[Natural-language object grounding data]
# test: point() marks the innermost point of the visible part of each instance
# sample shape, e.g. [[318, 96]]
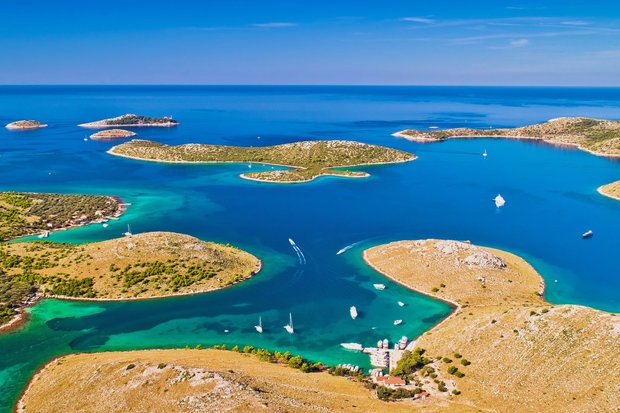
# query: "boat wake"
[[348, 247], [300, 254]]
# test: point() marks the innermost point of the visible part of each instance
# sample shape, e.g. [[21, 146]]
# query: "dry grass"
[[611, 190], [184, 259], [193, 381], [526, 354], [601, 137]]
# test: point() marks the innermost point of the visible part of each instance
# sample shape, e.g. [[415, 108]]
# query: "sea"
[[447, 193]]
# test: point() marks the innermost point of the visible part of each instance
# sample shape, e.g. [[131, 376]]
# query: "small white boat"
[[499, 201], [352, 346], [289, 327]]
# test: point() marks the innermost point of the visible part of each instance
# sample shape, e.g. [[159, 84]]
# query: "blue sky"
[[439, 42]]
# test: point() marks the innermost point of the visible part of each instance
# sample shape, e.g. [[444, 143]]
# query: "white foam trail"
[[300, 255], [348, 247]]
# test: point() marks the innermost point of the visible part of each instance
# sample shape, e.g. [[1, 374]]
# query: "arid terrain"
[[611, 190], [307, 160], [600, 137], [526, 355]]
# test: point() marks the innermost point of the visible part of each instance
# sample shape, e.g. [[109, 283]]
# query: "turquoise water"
[[446, 193]]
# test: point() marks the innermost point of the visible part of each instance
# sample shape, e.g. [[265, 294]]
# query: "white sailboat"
[[352, 346], [289, 327], [499, 201]]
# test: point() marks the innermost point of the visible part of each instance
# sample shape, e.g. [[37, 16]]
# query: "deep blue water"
[[446, 193]]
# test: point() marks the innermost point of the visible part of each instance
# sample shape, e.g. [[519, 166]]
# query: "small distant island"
[[611, 190], [112, 135], [149, 265], [502, 334], [599, 137], [132, 120], [28, 213], [307, 159], [25, 124]]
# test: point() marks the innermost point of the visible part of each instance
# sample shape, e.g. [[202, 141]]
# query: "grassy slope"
[[194, 381], [310, 159], [24, 214], [524, 351], [147, 265], [611, 190], [598, 136]]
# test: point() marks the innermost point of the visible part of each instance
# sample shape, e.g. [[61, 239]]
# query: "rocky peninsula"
[[112, 135], [131, 120], [25, 125], [599, 137], [149, 265], [307, 160], [28, 213], [611, 190], [519, 349]]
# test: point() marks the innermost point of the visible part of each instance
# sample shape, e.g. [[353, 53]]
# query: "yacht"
[[352, 346], [499, 201], [289, 327], [259, 327]]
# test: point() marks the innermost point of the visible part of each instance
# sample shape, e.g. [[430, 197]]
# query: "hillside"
[[600, 137], [308, 160], [523, 351]]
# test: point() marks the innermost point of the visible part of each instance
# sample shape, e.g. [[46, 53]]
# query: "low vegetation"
[[611, 190], [131, 120], [601, 137], [307, 160], [23, 213], [25, 124], [502, 334], [141, 266]]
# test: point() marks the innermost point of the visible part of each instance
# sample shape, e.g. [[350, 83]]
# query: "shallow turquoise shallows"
[[447, 193]]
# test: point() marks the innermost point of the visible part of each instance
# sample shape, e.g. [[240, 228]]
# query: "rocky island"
[[502, 334], [28, 213], [599, 137], [112, 135], [307, 160], [131, 120], [149, 265], [611, 190], [25, 125]]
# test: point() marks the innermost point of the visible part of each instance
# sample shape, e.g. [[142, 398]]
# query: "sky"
[[408, 42]]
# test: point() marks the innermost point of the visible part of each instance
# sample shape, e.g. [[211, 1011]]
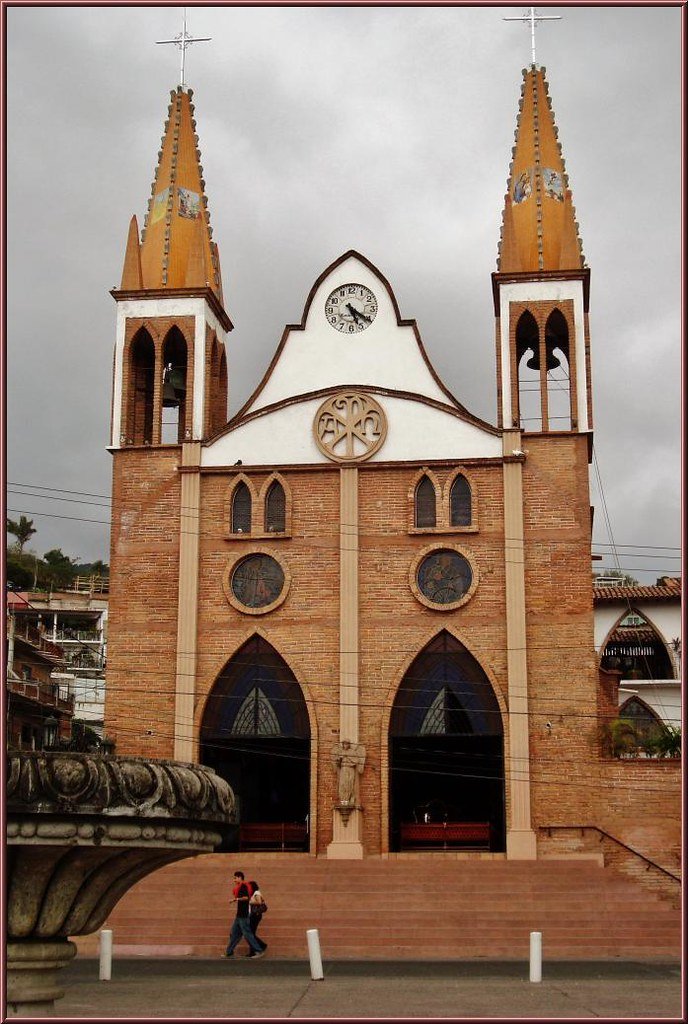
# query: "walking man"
[[241, 928]]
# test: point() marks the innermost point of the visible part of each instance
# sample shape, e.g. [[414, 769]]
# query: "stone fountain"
[[82, 829]]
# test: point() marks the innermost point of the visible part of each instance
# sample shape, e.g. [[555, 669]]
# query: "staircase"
[[425, 907]]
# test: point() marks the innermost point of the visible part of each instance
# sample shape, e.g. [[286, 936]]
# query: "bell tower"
[[170, 379], [542, 285]]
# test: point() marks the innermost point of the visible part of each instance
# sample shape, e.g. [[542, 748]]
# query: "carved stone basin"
[[83, 828]]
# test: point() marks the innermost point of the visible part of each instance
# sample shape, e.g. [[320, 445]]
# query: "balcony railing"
[[49, 694], [39, 640]]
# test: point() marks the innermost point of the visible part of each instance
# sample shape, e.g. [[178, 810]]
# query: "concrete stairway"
[[432, 907]]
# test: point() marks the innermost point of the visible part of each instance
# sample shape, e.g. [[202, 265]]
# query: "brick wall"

- _EXERCISE BRIEF_: A faithful, complete copy of the records above is required, one that contains no pictures.

- _ANSWER FOR THIS EXERCISE_:
# test: point() marks the innermost point of the visible part of each instance
# sample shape, e.g. [[318, 96]]
# query: "boat wake"
[[348, 247], [300, 254]]
# test: point() marks the innermost point of the visible part of each instance
# sample shape, e.g. [[21, 146]]
# query: "dry grass"
[[611, 190], [184, 259], [193, 381], [526, 354], [601, 137]]
# test: point() marks the innermost point of the visible part of each instance
# sample shape, e.g. [[415, 108]]
# query: "sea"
[[447, 193]]
# test: point() marks the innermost point of the visible part of each instance
# sample shape, e.g. [[131, 376]]
# query: "small white boat"
[[499, 201], [352, 346], [289, 327]]
# test: point() marks the innermost point of the visible part of each instance
# sample shape, e.g. [[159, 84]]
# query: "blue sky"
[[439, 42]]
# test: point() marks the innermost point of the visible part of each instance
# sample shape, e.g. [[444, 143]]
# query: "white foam trail"
[[300, 255], [348, 247]]
# test: point() marks the innermost point of the visible part of each instance
# sample shape, e.g. [[1, 374]]
# query: "arid terrain"
[[611, 190], [307, 160], [600, 137], [526, 355]]
# test: point() marks the innermost point of the visible part of each instance
# sample shape, e.g. [[109, 283]]
# query: "turquoise water"
[[446, 193]]
# test: point() marks the innermost point of the visible part of each instance
# sample shape, e.g. [[265, 294]]
# query: "white sailboat"
[[352, 346], [289, 327], [499, 201]]
# test: point() marks the innermost point of the visible part of each instance
# sample shape, e.g. [[37, 16]]
# query: "deep blue water"
[[446, 193]]
# test: point() marks the innermost point of the visible part of each instance
# sample shape, e.g. [[519, 166]]
# query: "small distant island"
[[611, 190], [112, 135], [149, 265], [502, 334], [599, 137], [132, 120], [28, 213], [307, 159], [25, 124]]
# test: point() marks the innermost point of the visible part of each instance
# sample shape, e.g. [[202, 141]]
# query: "grassy slope"
[[194, 381], [310, 159], [24, 214], [524, 351], [147, 265], [611, 190], [598, 136]]
# test: point() marks the innermost point of the visible part of each instance
# sample shape, e.g. [[61, 239]]
# query: "rocky peninsula"
[[112, 135], [131, 120], [25, 125], [599, 137], [149, 265], [307, 160], [28, 213], [611, 190], [519, 349]]
# test: point() marks the innermost point of the visible part of each instance
# sample shape, e.g. [[353, 53]]
# query: "yacht"
[[352, 346], [499, 201], [289, 327], [259, 327]]
# test: point() marks the innermost point of the visible part of each instance
# sample shape, e.g. [[430, 197]]
# query: "hillside"
[[600, 137], [308, 160], [523, 351]]
# test: point() marks the innermost point of the visible part of each instance
# sample shape, e.g. [[46, 53]]
# query: "low vegetation"
[[611, 190], [131, 120], [601, 137], [307, 160], [23, 213], [25, 124], [502, 334], [141, 266]]
# test: point() marks the innermost point of the visible part of each instance
# sample shape, e.g. [[350, 83]]
# query: "shallow turquoise shallows"
[[447, 193]]
# test: point() marks the innermost point of the visible part of each instance
# sample shape, e.g. [[240, 228]]
# query: "rocky island"
[[502, 334], [28, 213], [599, 137], [112, 135], [307, 160], [131, 120], [149, 265], [611, 190], [25, 125]]
# test: point() marks the innermost point of the visible part of each instance
# sample shape, e.g. [[142, 398]]
# query: "sky"
[[408, 42]]
# test: point() marks the innermost point of the visible part of each instance
# sample shape, e.g. [[211, 1011]]
# query: "walking man"
[[241, 928]]
# test: point() marks the innermost point of the visible part of each instance
# sample shape, e.g. [[414, 769]]
# query: "stone fountain"
[[82, 829]]
# test: point() marks the innermost point of the visible part of each instance
# sample shape, e.g. [[555, 669]]
# query: "staircase"
[[425, 907]]
# test: point() marks the innermost point of the visible part of each instance
# sample shape, e.g. [[286, 936]]
# query: "bell tower"
[[170, 379], [542, 285]]
# test: point() marks the innermost point of the visible part of each instance
# sample shape, e.g. [[542, 748]]
# query: "carved stone basin"
[[83, 828]]
# test: point() marks the innermost point of the visible part of each instance
# sample shape, e.g. [[320, 445]]
# query: "balcony railing"
[[49, 694], [39, 640]]
# test: point() marks the innermost point of the visible part of each instance
# sample shape, e.g. [[178, 810]]
# query: "concrete stairway"
[[432, 907]]
# test: point() marks the innermost point of the visible part of each instance
# sample shape, e.g. [[202, 265]]
# query: "brick wall"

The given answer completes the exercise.